__Items__:
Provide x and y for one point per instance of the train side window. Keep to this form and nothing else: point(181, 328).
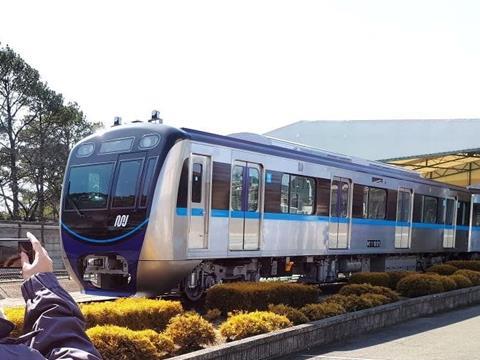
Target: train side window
point(441, 211)
point(297, 195)
point(302, 193)
point(374, 203)
point(466, 217)
point(429, 213)
point(476, 215)
point(450, 211)
point(237, 187)
point(126, 187)
point(197, 170)
point(253, 186)
point(284, 193)
point(147, 183)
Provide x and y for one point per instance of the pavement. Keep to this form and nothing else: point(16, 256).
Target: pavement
point(11, 295)
point(445, 336)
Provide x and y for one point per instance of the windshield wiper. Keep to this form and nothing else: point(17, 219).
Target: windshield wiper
point(73, 202)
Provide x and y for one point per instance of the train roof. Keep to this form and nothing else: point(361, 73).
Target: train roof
point(282, 148)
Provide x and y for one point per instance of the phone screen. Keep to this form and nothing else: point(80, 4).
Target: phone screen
point(10, 252)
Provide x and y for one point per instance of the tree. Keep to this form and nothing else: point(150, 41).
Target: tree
point(19, 86)
point(37, 132)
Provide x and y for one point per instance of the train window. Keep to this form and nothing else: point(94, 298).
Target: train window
point(253, 186)
point(403, 208)
point(476, 215)
point(197, 182)
point(298, 194)
point(429, 213)
point(147, 182)
point(450, 211)
point(88, 186)
point(237, 187)
point(374, 203)
point(284, 193)
point(441, 210)
point(126, 187)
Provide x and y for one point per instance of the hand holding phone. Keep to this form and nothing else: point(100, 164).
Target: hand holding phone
point(41, 261)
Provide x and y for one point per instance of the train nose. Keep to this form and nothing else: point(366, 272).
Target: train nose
point(108, 272)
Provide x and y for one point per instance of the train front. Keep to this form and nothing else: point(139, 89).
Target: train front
point(107, 197)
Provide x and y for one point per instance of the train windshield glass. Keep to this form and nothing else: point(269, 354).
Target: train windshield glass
point(88, 186)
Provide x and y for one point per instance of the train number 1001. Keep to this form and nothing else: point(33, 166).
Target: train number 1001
point(121, 220)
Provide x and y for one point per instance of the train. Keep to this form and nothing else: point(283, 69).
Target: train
point(147, 208)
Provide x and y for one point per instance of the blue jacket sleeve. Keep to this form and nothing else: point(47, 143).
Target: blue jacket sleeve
point(51, 309)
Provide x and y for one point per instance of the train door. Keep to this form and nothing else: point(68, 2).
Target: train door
point(340, 213)
point(403, 226)
point(449, 229)
point(245, 206)
point(199, 201)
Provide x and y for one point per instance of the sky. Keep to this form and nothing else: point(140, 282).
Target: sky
point(232, 66)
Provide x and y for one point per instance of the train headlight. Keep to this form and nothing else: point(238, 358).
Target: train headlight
point(149, 141)
point(85, 150)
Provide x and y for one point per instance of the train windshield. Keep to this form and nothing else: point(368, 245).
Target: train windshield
point(88, 186)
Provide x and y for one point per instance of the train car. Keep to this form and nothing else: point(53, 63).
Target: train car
point(147, 208)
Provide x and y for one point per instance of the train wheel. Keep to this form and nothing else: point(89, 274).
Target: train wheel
point(193, 294)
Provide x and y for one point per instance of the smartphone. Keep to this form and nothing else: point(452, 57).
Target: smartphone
point(10, 252)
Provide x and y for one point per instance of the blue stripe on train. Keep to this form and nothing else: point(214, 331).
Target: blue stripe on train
point(298, 217)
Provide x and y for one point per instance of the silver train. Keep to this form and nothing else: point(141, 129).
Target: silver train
point(147, 208)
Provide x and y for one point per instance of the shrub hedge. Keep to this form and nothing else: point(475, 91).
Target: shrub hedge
point(359, 289)
point(465, 264)
point(16, 316)
point(243, 325)
point(442, 269)
point(294, 315)
point(321, 311)
point(258, 295)
point(473, 276)
point(461, 281)
point(355, 302)
point(190, 331)
point(419, 285)
point(396, 276)
point(134, 313)
point(372, 278)
point(115, 342)
point(448, 283)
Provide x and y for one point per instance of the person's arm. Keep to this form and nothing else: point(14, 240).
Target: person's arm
point(52, 309)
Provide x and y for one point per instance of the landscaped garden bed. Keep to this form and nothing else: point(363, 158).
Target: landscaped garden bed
point(136, 328)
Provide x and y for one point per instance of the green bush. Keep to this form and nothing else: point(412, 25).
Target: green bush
point(396, 276)
point(134, 313)
point(448, 283)
point(442, 269)
point(465, 264)
point(355, 302)
point(190, 331)
point(473, 276)
point(294, 315)
point(372, 278)
point(359, 289)
point(250, 296)
point(461, 281)
point(321, 311)
point(243, 325)
point(376, 299)
point(16, 316)
point(115, 342)
point(419, 285)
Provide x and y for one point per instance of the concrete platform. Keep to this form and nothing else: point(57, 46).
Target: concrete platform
point(445, 336)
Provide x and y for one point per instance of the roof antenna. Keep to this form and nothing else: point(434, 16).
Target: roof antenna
point(156, 117)
point(117, 120)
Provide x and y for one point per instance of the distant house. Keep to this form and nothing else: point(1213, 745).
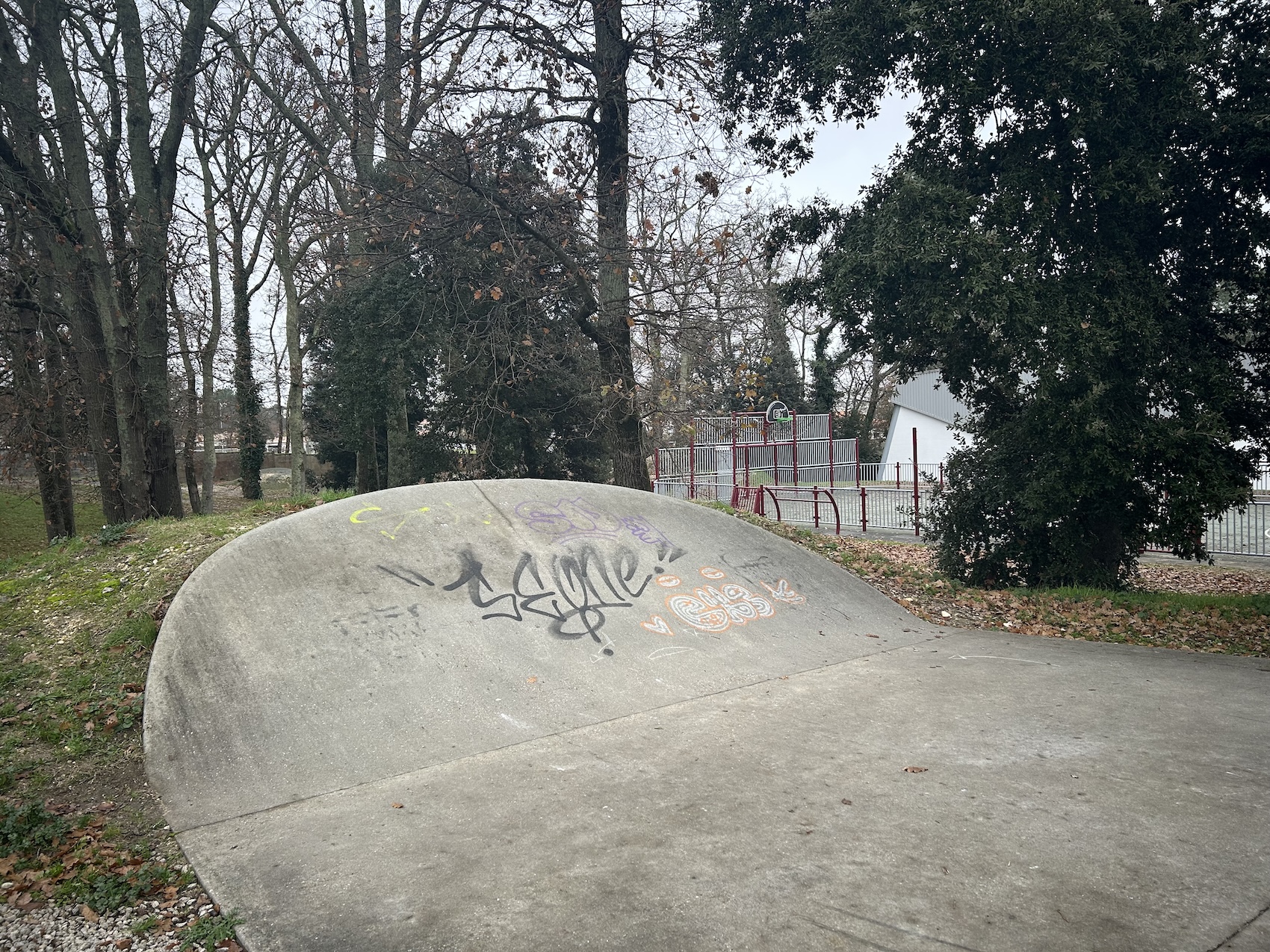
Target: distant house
point(926, 404)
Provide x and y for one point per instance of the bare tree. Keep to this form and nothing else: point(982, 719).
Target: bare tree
point(105, 128)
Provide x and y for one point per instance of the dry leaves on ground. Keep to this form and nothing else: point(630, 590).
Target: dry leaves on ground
point(1223, 623)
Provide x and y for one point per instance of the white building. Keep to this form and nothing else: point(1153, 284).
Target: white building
point(926, 404)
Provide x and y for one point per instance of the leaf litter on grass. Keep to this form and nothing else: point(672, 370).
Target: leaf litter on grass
point(1192, 609)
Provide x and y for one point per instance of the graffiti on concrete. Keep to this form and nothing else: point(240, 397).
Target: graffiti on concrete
point(575, 591)
point(598, 567)
point(571, 520)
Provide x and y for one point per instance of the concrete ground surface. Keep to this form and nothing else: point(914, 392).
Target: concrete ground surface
point(531, 715)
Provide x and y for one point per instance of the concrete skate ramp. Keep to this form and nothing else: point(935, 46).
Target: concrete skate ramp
point(518, 715)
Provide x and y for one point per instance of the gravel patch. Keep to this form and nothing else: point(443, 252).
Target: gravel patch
point(69, 930)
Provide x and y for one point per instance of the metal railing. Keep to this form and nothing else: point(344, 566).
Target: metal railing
point(1237, 532)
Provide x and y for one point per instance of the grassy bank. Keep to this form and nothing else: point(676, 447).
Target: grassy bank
point(78, 823)
point(22, 520)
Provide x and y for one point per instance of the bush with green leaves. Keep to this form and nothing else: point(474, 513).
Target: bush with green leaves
point(29, 829)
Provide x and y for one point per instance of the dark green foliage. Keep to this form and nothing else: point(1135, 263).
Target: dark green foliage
point(206, 932)
point(1076, 237)
point(28, 829)
point(482, 324)
point(114, 533)
point(105, 892)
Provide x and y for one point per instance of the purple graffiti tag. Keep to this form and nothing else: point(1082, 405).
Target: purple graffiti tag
point(577, 520)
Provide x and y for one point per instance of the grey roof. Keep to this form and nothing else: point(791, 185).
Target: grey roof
point(927, 393)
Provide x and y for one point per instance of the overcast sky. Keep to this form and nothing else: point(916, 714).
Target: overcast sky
point(846, 156)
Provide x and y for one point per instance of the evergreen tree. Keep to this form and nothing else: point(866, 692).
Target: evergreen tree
point(1077, 237)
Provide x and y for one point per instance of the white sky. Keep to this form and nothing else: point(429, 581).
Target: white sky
point(846, 156)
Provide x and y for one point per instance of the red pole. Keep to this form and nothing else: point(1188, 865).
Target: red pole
point(916, 498)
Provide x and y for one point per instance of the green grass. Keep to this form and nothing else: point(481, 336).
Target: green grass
point(1157, 602)
point(80, 621)
point(22, 522)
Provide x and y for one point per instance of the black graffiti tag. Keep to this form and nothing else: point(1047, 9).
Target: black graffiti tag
point(573, 589)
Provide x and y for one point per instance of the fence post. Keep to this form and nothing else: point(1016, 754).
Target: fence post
point(831, 447)
point(794, 444)
point(916, 498)
point(693, 465)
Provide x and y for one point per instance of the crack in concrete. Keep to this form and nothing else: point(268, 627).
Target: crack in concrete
point(1236, 933)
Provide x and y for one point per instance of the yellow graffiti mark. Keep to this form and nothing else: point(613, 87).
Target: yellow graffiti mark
point(408, 517)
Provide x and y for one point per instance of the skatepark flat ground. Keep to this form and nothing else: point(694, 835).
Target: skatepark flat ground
point(820, 774)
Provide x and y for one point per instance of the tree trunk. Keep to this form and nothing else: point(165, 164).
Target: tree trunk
point(192, 405)
point(613, 197)
point(399, 429)
point(99, 305)
point(41, 406)
point(207, 357)
point(247, 390)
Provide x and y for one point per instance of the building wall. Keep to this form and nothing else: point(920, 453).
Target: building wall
point(935, 438)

__Exercise brief__: Beginning at the line that contains "else: point(344, 566)." and ending after the line that contains "point(22, 520)", give those lines of the items above as a JSON list of strings, one string per line, leaving out any blank lines.

__The answer__:
[
  "Provide x and y for one point per instance of the metal railing. Keep to this form and nothing else: point(344, 566).",
  "Target: metal railing",
  "point(1237, 532)",
  "Provide x and y for one point per instance of the grassy bank. Keep to this form and nothing else: point(676, 447).",
  "Target: grassy bank",
  "point(78, 823)",
  "point(22, 520)"
]